The attacks were shown using a physical attack on the bus, but it could be reproduced in a wireless scenario with a Bluetooth vulnerability for example. Read more about it:
Hacking a car with text messages
In 2015, researchers showed that they could hack a car with simple text messages, by exploiting a security flaw in a car dongle and gaining access to the car’s CAN bus. With this, they were able to perform actions like braking, turning on the wipers, and more, all of this remotely. This dongle was used by companies like Uber, and even U.S. Federal Agencies.
And it was only a proof-of-concept! They claim “they could have hijacked the steering or brakes of just about any modern vehicle with the Mobile Devices dongle plugged into its dash”. The vulnerability was later fixed.
Insurance company dongle
Another vulnerable dongle example. This one was used by an insurance company to track its clients’ behavior. It was found that this specific device had several vulnerabilities, including usage of insecure protocols, unauthenticated communication with cellular devices, not validated/signed firmware, and more.
Remotely attacks could be done, like man-in-the-middle (as the traffic was not encrypted), and sending remote commands to the car.
“A remote attack on an aftermarket telematics service”
As you can see, there is a lot of attacks on dongle devices. This one communicated using the non-secure HTTP protocol and didn’t sign its updates. This allowed hackers to remotely update the device’s firmware, effectively taking control of it and being able to send malicious commands to the CAN bus, leading to car hijacking. Also, it could be used in more subtle ways, like spoofing the vehicle’s GPS data, driver behaviors, and more.
2015 Jeep Cherokee remote hack
Miller and Valasek strike again, now in a remote hacking. This attack is very famous, as it got a lot of attention from the press and led to more than a million cars getting recalled by Jeep.
First, the researchers found a vulnerability in the multimedia system of the car was flawed. Its wi-fi password generation was not random, allowing malicious agents to easily brute-force it. With this, they could control the entire multimedia system. However, the multimedia system was not directly connected to the CAN bus, so a more troublesome attack was not possible.

┄┄┄┄┄┄┄┄┄┄┄┄┄┄┄┄┄┄┄┄

- _STUDY QUESTIONS_:
a - List the section headings in the car-hacking excerpt.
b - Answer these questions from the car-hacking excerpt:
(i) In what year did researchers show they could hack a car with simple text messages?
(ii) Which protocol did the dongle in the telematics-service attack use to communicate?
(iii) How many cars did Jeep recall after the Jeep Cherokee attack?
c - Copy the car-hacking excerpt from "And it was only" to "to the car.".
The data after this point comes from a separate source.

[Stored data entries]
┄┄┄┄┄┄┄┄┄┄┄┄┄┄┄┄┄┄┄┄

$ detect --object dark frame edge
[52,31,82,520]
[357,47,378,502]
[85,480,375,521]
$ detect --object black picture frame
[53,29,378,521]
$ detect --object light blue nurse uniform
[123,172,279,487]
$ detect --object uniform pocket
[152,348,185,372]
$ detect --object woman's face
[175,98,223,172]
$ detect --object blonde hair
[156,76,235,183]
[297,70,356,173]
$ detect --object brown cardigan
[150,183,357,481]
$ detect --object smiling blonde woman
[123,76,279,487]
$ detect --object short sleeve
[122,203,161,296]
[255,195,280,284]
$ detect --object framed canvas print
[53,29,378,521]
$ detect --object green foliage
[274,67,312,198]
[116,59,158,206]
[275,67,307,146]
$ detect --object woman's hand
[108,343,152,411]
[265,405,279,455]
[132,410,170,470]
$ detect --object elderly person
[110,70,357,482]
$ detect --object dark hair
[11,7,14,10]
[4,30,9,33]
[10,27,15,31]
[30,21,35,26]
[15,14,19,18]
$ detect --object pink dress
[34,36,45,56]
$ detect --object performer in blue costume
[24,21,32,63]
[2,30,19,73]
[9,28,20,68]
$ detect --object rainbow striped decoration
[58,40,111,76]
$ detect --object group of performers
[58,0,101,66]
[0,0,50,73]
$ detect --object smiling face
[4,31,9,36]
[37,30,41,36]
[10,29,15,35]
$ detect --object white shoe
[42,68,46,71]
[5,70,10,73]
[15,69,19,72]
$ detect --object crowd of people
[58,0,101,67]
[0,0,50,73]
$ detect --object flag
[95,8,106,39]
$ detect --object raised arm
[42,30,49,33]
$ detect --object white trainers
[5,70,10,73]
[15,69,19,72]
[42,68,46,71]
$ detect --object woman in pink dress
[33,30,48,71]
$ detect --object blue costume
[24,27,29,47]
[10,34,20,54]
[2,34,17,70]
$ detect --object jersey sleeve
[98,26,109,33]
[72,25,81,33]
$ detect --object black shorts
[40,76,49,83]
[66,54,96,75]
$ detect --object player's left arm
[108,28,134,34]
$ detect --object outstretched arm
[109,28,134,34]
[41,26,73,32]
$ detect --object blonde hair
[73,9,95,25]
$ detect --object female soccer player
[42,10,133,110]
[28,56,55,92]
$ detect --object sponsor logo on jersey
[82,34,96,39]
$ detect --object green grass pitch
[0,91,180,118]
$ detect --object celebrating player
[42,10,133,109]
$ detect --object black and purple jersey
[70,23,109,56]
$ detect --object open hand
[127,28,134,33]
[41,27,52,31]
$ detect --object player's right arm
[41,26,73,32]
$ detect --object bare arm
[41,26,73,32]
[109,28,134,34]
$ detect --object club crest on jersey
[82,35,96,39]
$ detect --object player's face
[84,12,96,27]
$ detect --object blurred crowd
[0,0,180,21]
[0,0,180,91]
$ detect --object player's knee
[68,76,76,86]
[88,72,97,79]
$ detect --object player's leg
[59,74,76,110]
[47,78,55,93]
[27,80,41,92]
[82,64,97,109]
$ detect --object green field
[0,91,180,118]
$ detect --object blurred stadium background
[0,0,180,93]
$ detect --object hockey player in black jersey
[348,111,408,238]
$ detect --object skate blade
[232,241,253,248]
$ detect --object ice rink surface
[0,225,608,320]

┄┄┄┄┄┄┄┄┄┄┄┄┄┄┄┄┄┄┄┄

- _TASK-BY-TASK OUTPUTS_:
a -
Hacking a car with text messages
Insurance company dongle
"A remote attack on an aftermarket telematics service"
2015 Jeep Cherokee remote hack

b -
(i) 2015
(ii) The non-secure HTTP protocol
(iii) More than a million

c -
And it was only a proof-of-concept! They claim “they could have hijacked the steering or brakes of just about any modern vehicle with the Mobile Devices dongle plugged into its dash”. The vulnerability was later fixed.
Insurance company dongle
Another vulnerable dongle example. This one was used by an insurance company to track its clients’ behavior. It was found that this specific device had several vulnerabilities, including usage of insecure protocols, unauthenticated communication with cellular devices, not validated/signed firmware, and more.
Remotely attacks could be done, like man-in-the-middle (as the traffic was not encrypted), and sending remote commands to the car.